• **Task directions**:
Present every line of the data below as a Markdown table with a "No." column for the row number and a "Line" column for the line itself, leaving out blank lines. Leave the pictures out of your answer.

Box annotation data in rows
- - -
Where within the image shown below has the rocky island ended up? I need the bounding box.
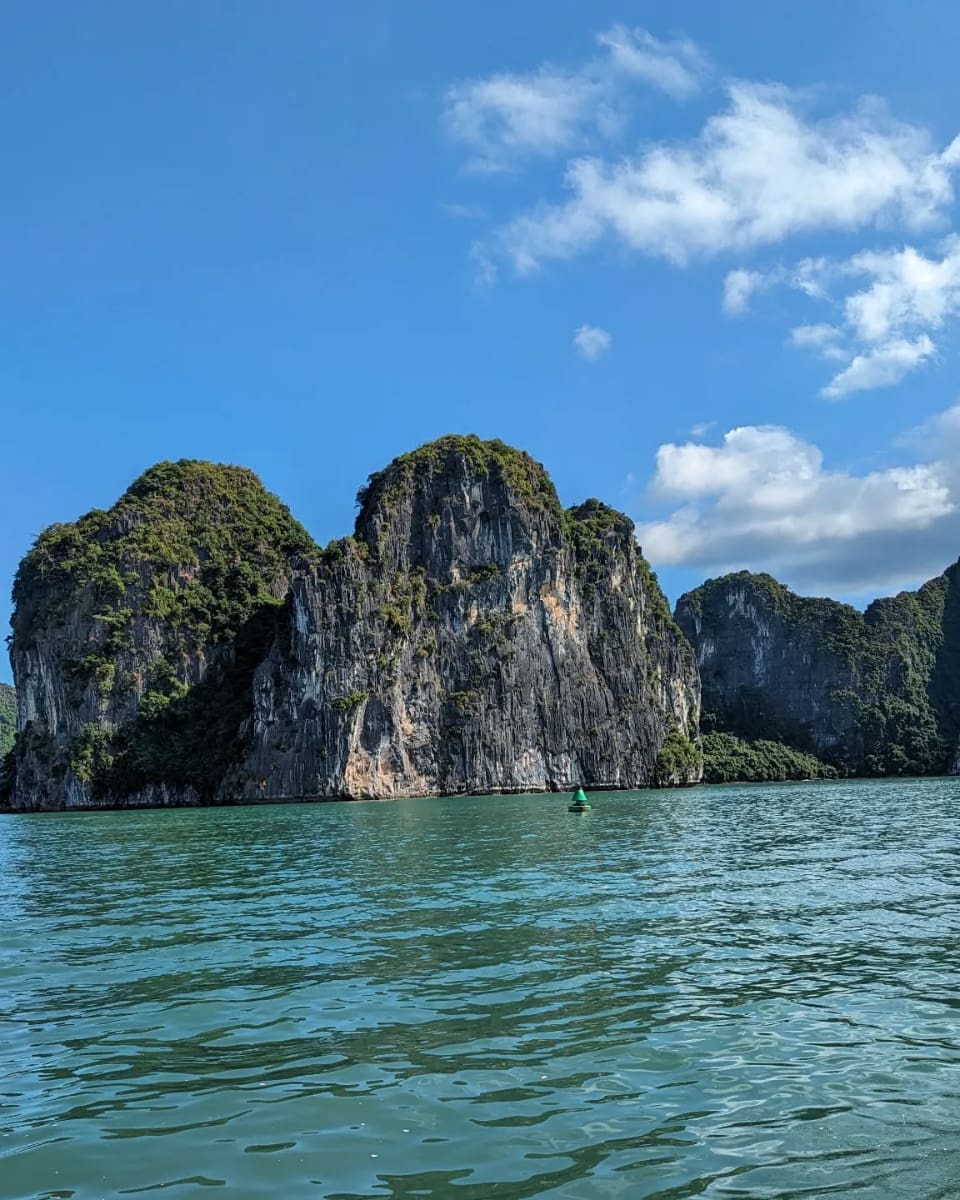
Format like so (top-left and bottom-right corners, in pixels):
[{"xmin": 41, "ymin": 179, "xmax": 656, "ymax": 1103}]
[
  {"xmin": 0, "ymin": 436, "xmax": 960, "ymax": 811},
  {"xmin": 5, "ymin": 437, "xmax": 701, "ymax": 811}
]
- - -
• **Completed exercise**:
| No. | Line |
|---|---|
| 1 | Where within the image shown below has the rocky island ended up? I need the bounding box. |
| 2 | Format like so (top-left and bottom-right corners, in pixels): |
| 3 | [{"xmin": 41, "ymin": 179, "xmax": 656, "ymax": 1103}] |
| 4 | [ |
| 5 |   {"xmin": 0, "ymin": 436, "xmax": 960, "ymax": 811}, |
| 6 |   {"xmin": 5, "ymin": 437, "xmax": 701, "ymax": 811} |
| 7 | ] |